▶ [CONSIGNA ESCRITA 1]: Copia las entradas desde la línea que contiene "Every instance of the red judges" hasta el final de las entradas, ambos extremos incluidos, y renombra "cabin" como "hut" sin alterar nada más.

▶ [FRAGMENTO ORIGINAL]:

□ □ □ □ □ □ □

¿Y dónde se nos fue el vínculo social?
Febrero quedó atrás. Una melancólica nostalgia cruzó ya el fin del que fuera alguna vez un festival internacional de la “canción”. Un evento modificado muy a tono con el proceso de globalización tecnológico-mercantil al cual nos subió de manera inconsulta la dirigencia de este país, mediante la imposición de una modernización neoliberalista.
Algunos destacados columnistas de diversos medios han llamado la atención sobre los resultados de algunas encuestas en los cuales se evidenciaría una situación aparentemente anómala: los chilenos estarían felices a nivel individual-privado, pero molestos con la marcha de las principales instituciones del país, en particular hoy, con las situaciones de corrupción, colusiones y faltas a sus tareas en que han incurrido nuestros políticos, el poder económico y judicial. Traducido, se plantea de nuevo el tema de las paradojas de la modernización. Por un lado, buenos resultados macroeconómicos-productivos, avances en algunas tareas público-estatales, entre otros aspectos; sin embargo, al mismo tiempo que las elites de poder insistían en las bondades del modelo, se expresaba el malestar de los chilenos respecto a esta supuesta marcha triunfal.

□ □ □ □ □ □ □

▶ [DATOS DE ORIGEN]:
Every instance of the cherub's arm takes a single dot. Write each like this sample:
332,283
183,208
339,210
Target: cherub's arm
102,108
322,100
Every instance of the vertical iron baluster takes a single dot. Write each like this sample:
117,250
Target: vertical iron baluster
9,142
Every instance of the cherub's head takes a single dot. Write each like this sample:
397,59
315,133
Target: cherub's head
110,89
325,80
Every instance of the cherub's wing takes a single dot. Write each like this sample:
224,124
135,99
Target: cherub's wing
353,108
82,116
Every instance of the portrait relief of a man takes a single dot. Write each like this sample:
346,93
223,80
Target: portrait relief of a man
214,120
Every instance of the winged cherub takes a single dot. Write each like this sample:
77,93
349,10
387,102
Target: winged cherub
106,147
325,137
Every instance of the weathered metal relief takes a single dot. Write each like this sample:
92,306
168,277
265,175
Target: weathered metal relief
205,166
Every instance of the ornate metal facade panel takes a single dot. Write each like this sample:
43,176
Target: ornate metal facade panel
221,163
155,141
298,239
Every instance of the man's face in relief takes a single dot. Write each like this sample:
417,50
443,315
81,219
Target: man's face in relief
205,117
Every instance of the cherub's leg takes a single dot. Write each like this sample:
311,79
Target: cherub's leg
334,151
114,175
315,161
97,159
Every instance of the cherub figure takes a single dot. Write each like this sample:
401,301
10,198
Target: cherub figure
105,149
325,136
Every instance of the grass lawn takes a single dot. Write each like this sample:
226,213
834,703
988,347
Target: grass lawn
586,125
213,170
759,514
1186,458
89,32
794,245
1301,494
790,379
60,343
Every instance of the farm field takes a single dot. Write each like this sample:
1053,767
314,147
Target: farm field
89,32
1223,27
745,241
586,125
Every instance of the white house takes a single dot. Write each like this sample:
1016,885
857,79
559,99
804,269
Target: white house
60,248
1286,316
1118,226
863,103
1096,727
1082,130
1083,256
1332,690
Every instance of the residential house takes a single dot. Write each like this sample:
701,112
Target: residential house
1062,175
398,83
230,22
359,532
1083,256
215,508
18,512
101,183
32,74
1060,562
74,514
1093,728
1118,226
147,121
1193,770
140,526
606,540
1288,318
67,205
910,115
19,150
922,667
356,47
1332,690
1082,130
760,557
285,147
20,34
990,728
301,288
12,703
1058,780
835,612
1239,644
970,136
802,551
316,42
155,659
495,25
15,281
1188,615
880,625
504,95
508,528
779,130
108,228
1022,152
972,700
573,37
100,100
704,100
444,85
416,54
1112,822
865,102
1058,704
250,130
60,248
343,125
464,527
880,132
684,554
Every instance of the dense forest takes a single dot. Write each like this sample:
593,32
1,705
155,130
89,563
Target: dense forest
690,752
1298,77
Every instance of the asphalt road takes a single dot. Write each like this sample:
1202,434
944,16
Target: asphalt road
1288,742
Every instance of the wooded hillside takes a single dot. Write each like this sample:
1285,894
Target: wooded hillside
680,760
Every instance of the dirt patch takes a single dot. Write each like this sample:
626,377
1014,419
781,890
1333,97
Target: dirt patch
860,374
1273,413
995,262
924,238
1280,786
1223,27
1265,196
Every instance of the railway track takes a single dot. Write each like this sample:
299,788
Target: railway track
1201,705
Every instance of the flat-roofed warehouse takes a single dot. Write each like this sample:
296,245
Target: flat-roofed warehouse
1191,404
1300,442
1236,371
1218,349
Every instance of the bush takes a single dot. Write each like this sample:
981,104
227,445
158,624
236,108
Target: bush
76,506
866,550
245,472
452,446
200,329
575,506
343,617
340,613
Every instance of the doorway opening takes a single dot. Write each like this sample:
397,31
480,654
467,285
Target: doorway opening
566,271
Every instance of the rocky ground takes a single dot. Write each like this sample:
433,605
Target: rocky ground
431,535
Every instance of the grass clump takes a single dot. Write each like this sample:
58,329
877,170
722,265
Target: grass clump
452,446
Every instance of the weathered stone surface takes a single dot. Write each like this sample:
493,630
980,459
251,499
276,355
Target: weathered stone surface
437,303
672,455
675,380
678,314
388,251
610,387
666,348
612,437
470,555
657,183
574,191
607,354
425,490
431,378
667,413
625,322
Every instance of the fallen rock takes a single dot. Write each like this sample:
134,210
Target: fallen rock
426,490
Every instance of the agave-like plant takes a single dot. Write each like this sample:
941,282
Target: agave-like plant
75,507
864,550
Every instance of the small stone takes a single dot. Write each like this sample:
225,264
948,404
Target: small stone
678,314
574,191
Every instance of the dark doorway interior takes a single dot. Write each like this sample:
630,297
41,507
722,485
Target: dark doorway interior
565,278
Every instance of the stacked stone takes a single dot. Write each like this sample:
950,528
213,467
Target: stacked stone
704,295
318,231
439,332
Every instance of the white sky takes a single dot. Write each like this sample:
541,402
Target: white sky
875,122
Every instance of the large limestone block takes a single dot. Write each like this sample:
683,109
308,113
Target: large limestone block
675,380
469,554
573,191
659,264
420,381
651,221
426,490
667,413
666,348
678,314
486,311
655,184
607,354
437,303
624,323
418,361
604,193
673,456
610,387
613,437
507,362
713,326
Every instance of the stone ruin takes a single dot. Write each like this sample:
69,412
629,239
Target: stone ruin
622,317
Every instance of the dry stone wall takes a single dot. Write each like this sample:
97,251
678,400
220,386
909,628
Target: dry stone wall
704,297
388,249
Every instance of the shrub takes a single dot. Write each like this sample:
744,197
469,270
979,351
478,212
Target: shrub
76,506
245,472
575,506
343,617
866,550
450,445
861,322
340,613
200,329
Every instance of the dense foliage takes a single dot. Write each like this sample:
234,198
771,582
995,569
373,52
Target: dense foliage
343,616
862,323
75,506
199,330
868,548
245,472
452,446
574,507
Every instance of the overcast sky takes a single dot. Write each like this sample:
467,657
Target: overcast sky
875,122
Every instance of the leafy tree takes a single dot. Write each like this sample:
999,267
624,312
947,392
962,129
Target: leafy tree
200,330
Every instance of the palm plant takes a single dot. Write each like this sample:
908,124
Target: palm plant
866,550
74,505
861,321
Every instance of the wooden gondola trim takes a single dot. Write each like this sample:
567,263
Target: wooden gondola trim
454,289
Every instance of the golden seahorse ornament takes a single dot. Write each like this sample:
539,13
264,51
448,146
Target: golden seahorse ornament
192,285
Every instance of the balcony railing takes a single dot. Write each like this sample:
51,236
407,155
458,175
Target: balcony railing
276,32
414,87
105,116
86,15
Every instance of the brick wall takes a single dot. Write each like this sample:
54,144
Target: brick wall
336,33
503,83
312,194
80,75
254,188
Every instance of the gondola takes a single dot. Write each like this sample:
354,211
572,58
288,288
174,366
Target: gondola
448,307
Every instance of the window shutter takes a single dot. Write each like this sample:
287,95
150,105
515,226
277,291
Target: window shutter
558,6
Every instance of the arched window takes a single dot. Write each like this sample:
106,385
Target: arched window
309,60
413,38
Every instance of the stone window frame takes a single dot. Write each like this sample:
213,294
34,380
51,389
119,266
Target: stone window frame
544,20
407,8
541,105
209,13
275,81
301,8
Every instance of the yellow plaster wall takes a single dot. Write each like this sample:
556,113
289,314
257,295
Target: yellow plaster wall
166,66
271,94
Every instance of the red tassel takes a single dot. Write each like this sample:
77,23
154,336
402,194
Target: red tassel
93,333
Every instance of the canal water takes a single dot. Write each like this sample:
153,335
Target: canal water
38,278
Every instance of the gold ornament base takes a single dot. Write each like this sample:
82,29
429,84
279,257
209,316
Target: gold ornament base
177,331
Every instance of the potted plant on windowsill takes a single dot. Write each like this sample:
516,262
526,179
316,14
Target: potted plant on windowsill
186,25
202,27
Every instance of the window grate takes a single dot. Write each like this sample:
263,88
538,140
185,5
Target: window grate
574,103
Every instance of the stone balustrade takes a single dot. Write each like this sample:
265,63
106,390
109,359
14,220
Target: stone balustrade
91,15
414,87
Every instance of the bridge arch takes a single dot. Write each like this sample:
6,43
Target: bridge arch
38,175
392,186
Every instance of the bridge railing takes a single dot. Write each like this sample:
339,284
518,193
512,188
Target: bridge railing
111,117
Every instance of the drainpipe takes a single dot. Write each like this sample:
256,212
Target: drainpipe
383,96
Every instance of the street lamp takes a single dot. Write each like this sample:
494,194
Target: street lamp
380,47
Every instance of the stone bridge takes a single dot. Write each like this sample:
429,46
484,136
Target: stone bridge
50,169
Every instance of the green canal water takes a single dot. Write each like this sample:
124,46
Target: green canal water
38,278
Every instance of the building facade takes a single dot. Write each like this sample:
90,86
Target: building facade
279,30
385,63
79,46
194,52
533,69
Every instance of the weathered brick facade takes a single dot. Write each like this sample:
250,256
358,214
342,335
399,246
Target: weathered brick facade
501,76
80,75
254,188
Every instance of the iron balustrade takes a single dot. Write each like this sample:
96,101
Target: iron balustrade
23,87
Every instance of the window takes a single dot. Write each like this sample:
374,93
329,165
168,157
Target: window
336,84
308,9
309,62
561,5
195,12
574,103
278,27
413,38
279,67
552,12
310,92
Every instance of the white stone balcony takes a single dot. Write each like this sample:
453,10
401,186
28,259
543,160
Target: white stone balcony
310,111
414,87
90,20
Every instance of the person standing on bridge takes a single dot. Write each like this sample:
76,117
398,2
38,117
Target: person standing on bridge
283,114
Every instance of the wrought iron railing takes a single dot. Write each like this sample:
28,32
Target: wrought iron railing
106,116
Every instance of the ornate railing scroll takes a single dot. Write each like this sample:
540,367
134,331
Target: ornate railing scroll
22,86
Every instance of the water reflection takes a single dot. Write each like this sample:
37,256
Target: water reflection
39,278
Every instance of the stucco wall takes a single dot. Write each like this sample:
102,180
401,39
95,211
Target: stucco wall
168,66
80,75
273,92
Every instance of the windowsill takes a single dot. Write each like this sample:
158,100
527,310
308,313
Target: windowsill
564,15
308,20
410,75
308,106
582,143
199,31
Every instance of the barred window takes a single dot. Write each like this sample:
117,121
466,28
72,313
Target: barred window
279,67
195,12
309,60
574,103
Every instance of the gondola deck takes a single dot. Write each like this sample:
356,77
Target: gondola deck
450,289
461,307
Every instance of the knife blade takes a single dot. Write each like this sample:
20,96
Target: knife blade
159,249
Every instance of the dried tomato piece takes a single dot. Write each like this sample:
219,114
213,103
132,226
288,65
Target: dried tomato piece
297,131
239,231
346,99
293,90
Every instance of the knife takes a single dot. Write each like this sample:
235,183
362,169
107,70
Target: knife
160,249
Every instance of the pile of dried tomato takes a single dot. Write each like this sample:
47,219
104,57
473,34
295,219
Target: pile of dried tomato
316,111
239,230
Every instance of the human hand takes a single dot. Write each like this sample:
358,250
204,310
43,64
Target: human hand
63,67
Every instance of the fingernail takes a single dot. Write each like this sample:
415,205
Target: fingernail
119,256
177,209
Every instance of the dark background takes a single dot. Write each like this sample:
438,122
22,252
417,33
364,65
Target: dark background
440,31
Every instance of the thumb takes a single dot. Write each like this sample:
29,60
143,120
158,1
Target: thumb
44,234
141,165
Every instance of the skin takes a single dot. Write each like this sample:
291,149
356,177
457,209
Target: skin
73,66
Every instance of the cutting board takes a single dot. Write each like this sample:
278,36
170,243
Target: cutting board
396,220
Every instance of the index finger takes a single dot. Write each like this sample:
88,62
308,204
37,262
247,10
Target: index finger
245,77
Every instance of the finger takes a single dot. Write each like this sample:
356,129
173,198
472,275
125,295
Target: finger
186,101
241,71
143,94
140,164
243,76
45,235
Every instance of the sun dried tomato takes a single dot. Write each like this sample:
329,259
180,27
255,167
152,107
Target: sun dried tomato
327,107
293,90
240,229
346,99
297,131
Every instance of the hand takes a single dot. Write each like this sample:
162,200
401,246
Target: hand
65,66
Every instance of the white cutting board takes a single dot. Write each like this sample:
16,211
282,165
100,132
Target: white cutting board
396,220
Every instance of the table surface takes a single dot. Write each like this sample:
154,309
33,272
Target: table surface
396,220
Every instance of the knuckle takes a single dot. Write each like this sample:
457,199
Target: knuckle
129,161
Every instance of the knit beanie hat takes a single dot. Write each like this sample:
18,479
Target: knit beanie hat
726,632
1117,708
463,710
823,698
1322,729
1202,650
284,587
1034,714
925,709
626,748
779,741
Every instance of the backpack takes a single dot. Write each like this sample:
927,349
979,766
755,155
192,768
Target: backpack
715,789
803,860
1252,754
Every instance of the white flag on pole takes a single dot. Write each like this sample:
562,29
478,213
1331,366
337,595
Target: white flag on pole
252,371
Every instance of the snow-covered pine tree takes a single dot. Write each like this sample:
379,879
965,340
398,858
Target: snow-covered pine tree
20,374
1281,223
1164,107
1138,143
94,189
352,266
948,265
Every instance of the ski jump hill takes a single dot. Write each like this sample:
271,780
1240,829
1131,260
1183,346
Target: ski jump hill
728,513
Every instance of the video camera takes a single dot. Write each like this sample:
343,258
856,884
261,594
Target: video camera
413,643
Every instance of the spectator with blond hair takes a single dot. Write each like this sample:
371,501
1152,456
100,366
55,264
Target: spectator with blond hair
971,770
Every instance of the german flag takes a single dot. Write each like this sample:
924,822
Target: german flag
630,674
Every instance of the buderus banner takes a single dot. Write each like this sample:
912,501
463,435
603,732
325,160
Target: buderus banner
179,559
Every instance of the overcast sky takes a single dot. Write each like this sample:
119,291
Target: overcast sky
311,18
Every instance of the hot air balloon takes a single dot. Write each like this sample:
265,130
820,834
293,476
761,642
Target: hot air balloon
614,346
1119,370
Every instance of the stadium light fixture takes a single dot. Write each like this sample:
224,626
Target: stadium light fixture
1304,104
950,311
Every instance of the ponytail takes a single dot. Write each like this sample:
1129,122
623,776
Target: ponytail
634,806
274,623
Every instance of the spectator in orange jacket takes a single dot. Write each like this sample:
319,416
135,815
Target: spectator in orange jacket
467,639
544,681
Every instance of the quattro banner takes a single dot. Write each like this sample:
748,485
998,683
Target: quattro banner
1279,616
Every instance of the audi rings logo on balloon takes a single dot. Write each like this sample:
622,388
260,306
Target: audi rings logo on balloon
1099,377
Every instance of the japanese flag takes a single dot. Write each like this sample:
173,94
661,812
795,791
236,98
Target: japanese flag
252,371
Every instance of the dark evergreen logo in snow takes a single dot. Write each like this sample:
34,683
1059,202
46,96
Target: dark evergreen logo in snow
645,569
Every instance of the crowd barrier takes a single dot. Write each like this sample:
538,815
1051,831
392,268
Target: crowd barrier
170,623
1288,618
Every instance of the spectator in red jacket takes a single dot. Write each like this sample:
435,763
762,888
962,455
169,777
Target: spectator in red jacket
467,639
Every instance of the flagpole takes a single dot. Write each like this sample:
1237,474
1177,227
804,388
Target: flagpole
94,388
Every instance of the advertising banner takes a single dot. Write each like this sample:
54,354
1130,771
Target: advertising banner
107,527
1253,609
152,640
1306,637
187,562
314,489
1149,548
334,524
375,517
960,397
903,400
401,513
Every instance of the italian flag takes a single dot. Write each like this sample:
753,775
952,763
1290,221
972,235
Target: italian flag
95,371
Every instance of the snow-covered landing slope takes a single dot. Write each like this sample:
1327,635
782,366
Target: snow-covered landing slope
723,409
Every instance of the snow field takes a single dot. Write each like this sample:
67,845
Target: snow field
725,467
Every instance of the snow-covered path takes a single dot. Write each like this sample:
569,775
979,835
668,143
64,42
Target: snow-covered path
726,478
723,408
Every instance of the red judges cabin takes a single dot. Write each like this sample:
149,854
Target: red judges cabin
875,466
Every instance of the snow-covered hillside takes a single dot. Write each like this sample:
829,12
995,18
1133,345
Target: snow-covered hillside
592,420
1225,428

□ □ □ □ □ □ □

▶ [CONSIGNA ESCRITA 2]: Transcribe íntegro el texto sobre el vínculo social, sin ningún cambio.

▶ [SOLUCIÓN PROPUESTA 1]:
Every instance of the red judges hut takes a single dot. Write each like this sample:
149,854
Target: red judges hut
875,466
Every instance of the snow-covered hillside takes a single dot. Write each like this sample:
829,12
995,18
1133,345
Target: snow-covered hillside
592,420
1225,428

▶ [SOLUCIÓN PROPUESTA 2]:
¿Y dónde se nos fue el vínculo social?
Febrero quedó atrás. Una melancólica nostalgia cruzó ya el fin del que fuera alguna vez un festival internacional de la “canción”. Un evento modificado muy a tono con el proceso de globalización tecnológico-mercantil al cual nos subió de manera inconsulta la dirigencia de este país, mediante la imposición de una modernización neoliberalista.
Algunos destacados columnistas de diversos medios han llamado la atención sobre los resultados de algunas encuestas en los cuales se evidenciaría una situación aparentemente anómala: los chilenos estarían felices a nivel individual-privado, pero molestos con la marcha de las principales instituciones del país, en particular hoy, con las situaciones de corrupción, colusiones y faltas a sus tareas en que han incurrido nuestros políticos, el poder económico y judicial. Traducido, se plantea de nuevo el tema de las paradojas de la modernización. Por un lado, buenos resultados macroeconómicos-productivos, avances en algunas tareas público-estatales, entre otros aspectos; sin embargo, al mismo tiempo que las elites de poder insistían en las bondades del modelo, se expresaba el malestar de los chilenos respecto a esta supuesta marcha triunfal.